------ TEXTE FOURNI ------

Nouvelles de Chrétienté n° III, Mai - juin 2008 - Entretien exclusif avec Mgr Bernard Fellay Le bilan du Motu Proprio sur la messe traditionnelle
Monseigneur, un an après la promulgation du Motu Proprio Summorum Pontificum peut-on établir un bilan ?
Mgr Fellay : Le Motu Proprio, dans le contexte actuel, est un geste qui relève du miracle et pour lequel le pape a droit à toute notre reconnaissance. On doit le considérer comme une étape importante, mais pas comme la conclusion de la crise que nous connaissons depuis plusieurs décennies. Je dirais même que c'est une étape qui soulève des problèmes nouveaux, parce que ce document modifie la configuration générale dans laquelle se trouve l'Eglise depuis l'après-concile.
Au fond, l'essentiel du Motu Proprio est dans ces deux mots « numquam abrogatam », la messe tridentine n'a jamais été abrogée. Le but de ce document, qui est un document législatif, est manifestement de faire entrer à nouveau dans la pratique de l'Eglise l'usage de la messe traditionnelle. Il se présente comme une révision des textes précédents qui traitaient de cette question, les induits de 1983 et 1988. Or un induit est une loi particulière, une privata lex qui accorde un privilège, qui consent une exception par rapport à la loi commune. La plupart du temps cette exception est liée à des conditions. Et les deux induits exprimaient très fortement les conditions requises: reconnaissance du concile et de la nouvelle messe, sans parler des autres conditions rajoutées arbitrairement par les évêques. Eh bien ! aucune condition ne se trouve dans le Motu Proprio.

------

VOTRE TÂCHE: Pouvez-vous écrire la suite de l'entretien sur le Motu Proprio ci-dessus, en reprenant après sa dernière phrase ?

------ LIGNES FOURNIES ------

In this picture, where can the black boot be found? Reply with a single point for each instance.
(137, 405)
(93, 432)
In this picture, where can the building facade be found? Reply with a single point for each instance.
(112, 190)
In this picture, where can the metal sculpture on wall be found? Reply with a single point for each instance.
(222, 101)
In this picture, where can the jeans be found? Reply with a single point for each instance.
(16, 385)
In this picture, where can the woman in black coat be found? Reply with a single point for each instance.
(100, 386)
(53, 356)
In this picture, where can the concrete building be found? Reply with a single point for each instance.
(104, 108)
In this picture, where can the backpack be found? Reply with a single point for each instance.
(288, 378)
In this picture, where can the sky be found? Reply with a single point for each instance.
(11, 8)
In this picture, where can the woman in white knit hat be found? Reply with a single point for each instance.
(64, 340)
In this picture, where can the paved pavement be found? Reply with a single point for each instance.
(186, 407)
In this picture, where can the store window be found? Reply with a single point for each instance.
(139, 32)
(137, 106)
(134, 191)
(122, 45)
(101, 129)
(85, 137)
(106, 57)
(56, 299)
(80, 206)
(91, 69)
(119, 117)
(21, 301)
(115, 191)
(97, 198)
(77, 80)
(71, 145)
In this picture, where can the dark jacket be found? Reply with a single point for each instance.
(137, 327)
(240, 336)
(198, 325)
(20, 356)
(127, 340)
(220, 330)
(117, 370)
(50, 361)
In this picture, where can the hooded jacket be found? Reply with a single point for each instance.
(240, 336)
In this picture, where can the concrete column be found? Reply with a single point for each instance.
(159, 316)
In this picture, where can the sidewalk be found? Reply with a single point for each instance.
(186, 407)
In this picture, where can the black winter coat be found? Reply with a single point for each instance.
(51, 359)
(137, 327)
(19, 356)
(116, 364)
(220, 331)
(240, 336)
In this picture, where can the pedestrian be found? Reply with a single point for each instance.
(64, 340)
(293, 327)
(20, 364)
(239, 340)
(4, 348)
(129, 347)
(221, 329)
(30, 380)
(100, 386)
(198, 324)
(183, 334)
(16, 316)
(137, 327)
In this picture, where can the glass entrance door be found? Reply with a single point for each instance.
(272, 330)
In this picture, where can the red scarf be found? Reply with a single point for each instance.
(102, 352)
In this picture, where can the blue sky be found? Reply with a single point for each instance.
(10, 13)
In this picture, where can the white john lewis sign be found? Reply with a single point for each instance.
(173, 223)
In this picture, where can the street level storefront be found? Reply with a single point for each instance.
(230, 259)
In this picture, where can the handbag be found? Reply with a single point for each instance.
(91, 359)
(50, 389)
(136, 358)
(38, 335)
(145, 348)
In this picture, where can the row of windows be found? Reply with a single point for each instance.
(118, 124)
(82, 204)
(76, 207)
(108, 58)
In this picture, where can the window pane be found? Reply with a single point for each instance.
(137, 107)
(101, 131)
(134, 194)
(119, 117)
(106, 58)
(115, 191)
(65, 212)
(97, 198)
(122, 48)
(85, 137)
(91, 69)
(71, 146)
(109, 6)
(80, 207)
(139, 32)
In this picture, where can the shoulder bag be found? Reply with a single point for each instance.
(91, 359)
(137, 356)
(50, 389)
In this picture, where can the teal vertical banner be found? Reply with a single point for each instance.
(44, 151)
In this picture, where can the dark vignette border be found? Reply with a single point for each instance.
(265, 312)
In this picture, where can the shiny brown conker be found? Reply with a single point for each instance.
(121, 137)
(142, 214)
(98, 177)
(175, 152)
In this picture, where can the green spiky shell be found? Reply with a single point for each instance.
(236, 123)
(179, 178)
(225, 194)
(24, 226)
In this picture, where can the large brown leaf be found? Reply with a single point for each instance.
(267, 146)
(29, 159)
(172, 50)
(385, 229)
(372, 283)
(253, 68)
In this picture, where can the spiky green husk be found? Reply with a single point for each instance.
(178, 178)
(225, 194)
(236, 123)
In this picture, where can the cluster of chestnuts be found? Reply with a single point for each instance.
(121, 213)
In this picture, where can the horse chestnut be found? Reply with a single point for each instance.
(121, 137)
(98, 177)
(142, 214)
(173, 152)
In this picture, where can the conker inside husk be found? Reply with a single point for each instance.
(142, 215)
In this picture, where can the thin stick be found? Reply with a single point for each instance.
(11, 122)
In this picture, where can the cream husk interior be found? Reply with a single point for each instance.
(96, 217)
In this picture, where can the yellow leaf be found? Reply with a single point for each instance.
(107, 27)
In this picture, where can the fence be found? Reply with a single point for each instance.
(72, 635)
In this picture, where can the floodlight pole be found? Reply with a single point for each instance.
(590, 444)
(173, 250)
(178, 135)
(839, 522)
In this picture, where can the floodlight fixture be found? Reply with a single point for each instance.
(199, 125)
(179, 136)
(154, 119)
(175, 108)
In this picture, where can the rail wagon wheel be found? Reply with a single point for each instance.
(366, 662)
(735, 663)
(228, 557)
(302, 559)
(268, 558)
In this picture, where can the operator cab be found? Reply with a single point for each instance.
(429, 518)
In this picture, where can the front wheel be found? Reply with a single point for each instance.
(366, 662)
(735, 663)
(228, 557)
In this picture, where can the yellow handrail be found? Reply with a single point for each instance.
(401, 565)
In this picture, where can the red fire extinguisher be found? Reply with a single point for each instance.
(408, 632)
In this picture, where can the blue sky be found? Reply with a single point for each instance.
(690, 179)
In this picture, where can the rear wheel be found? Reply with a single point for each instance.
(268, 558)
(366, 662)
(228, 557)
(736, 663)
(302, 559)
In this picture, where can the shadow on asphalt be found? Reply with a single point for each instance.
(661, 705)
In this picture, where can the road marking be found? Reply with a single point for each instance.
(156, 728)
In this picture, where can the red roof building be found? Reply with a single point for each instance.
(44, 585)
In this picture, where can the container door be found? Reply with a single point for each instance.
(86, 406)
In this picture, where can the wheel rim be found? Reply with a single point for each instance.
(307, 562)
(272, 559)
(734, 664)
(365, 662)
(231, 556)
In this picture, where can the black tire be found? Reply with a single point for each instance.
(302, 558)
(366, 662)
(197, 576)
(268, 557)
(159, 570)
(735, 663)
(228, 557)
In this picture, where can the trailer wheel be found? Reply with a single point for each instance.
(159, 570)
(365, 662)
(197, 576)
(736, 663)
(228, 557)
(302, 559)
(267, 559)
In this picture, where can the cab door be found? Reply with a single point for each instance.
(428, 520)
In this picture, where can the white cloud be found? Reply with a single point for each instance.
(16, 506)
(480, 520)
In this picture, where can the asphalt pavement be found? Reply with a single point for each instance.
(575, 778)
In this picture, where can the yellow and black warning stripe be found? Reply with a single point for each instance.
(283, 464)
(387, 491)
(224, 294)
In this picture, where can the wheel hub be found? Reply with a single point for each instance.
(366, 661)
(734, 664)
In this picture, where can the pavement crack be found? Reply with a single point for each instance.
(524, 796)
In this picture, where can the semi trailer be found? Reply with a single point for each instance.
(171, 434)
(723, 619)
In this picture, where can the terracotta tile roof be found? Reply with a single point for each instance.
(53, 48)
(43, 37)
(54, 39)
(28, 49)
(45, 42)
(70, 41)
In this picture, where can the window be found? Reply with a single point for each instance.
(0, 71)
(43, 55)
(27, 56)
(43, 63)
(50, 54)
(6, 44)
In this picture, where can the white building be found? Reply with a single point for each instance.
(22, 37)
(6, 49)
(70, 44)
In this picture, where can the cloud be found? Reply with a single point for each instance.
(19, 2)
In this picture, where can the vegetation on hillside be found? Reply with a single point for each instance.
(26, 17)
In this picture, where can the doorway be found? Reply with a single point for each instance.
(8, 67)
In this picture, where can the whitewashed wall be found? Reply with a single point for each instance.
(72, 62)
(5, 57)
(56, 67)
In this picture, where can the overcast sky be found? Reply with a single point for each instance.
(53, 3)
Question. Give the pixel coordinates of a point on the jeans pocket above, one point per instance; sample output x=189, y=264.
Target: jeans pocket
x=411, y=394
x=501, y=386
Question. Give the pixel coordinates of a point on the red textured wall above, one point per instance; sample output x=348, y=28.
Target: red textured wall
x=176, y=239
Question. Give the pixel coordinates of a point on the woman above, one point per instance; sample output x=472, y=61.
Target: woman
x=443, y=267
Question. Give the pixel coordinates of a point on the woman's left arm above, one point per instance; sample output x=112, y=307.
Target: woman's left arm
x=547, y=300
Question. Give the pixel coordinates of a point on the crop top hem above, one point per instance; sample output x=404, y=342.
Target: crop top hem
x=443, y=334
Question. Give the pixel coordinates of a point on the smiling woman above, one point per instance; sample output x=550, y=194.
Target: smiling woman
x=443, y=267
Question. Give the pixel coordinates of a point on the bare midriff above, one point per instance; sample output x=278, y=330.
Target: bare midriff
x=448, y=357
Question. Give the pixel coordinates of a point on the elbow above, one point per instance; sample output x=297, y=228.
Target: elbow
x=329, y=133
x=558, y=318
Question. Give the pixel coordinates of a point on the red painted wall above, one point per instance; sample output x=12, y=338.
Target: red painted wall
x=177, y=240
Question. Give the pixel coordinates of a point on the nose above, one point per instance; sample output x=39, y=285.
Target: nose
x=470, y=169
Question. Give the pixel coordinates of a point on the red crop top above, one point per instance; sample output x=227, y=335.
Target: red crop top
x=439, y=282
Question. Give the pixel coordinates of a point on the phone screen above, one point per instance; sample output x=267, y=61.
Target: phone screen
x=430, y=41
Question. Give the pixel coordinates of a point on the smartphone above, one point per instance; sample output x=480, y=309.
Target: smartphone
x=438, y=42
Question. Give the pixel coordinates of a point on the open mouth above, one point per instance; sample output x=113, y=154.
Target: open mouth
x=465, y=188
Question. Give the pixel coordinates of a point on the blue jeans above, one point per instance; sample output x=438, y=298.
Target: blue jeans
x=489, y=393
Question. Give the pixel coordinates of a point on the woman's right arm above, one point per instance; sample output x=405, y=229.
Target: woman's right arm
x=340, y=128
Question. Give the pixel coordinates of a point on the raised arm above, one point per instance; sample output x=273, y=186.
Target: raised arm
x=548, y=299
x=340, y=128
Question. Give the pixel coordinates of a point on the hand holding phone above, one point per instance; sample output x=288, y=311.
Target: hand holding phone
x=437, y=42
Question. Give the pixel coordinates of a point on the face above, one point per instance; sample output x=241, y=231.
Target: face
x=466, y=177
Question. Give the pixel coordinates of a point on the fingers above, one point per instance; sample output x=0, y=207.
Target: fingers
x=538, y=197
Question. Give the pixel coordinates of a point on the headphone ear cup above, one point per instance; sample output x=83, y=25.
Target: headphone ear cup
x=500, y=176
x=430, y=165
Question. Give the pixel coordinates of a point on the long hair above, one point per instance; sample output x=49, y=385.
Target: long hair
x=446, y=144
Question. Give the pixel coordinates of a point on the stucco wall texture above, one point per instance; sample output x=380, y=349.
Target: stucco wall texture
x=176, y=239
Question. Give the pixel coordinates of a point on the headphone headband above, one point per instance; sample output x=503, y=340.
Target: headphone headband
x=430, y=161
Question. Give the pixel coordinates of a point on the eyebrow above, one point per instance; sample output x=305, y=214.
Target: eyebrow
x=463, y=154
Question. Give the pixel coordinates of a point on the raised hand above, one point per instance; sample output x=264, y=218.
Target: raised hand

------

RÉPONSE ATTENDUE:
Vous allez me dire : « Oui, maison parle de reconnaître la sainteté de la Messe ». Cela n'est pas dans le document lui-même, mais dans la lettre qui l'accompagne. Le fait qu'il y ait deux documents oblige à distinguer leur valeur. Si le pape voulait donner la même valeur à tout, s'il fallait comprendre le Motu Proprio à la lumière de la lettre d'accompagnement, il n'aurait fait qu'un seul document.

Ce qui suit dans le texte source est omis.